EXTRACT TO READ:
* begin *
Biswajit Banerjee

### Forward vs. Backward Euler: Plane stress plasticity

Part 5 of the series on plane stress Drucker-Prager plasticity

##### Introduction

One of the main points of divergence of many implementations of plastic return algorithms is the choice of the algorithm used for numerical integration. Typically, this choice is limited to forward Euler vs. backward Euler for simplicity.

Recall from Part 2 that the rate equations that we need to integrate are:

$$\dot{\boldsymbol{\sigma}} = \mathbf{C}\dot{\boldsymbol{\varepsilon}}^e = \mathbf{C}\left( \dot{\boldsymbol{\varepsilon}} - \dot{\boldsymbol{\varepsilon}}^p\right)$$

and

$$\dot{\boldsymbol{\varepsilon}}^p = \dot{\lambda}\,\boldsymbol{n} = \dot{\lambda} \left( \tfrac{1}{\sqrt{2}} \frac{\mathbf{P}\,\boldsymbol{\sigma}}{ \sqrt{\boldsymbol{\sigma}^T\,\mathbf{P}\,\boldsymbol{\sigma}} } - \tfrac{1}{3} \frac{dq}{dp}\,\mathbf{I} \right)$$

Let us examine way of integrating these rate equations.
* end *
WRITTEN PROBLEM 1:
Give every quantity carrying a time-derivative dot in the two rate equations of the plane stress plasticity text.

THE RECORDS:
* begin *
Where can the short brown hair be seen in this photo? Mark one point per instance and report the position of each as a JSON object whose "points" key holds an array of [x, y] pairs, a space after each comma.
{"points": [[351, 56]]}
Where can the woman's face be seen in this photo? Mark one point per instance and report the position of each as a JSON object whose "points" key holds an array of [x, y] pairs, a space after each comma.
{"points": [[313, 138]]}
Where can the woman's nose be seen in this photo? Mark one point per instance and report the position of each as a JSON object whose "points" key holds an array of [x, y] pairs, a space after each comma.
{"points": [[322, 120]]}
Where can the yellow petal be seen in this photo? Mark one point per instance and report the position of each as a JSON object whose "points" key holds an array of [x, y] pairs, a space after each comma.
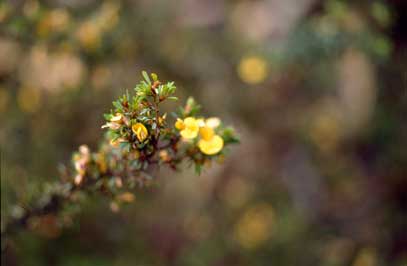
* end *
WRITTEN PROBLEM 2:
In the records, reproduce each line from the one containing "Where can the woman's face" through the end of the records, requests included. Multiply every point coordinate in the answers by 2.55, rounding to whole numbers with halves going up, and omit the picture.

CORRECT RESPONSE 1:
σ̇, ε̇^e, ε̇, ε̇^p, λ̇

CORRECT RESPONSE 2:
Where can the woman's face be seen in this photo? Mark one point per instance and report the position of each as a JSON object whose "points" key holds an array of [x, y] pairs, a space after each comma.
{"points": [[798, 352]]}
Where can the woman's nose be seen in this photo? Mark one point per instance and report the position of each as a JSON object whose "points" key holds an array of [x, y] pairs, a space after each comma.
{"points": [[821, 306]]}
Where can the yellow petal be seen in this photo? Mark one point per instance and report the position of each as a JSON object whose "points" key holds an array of [x, y] pairs, a space after each comma.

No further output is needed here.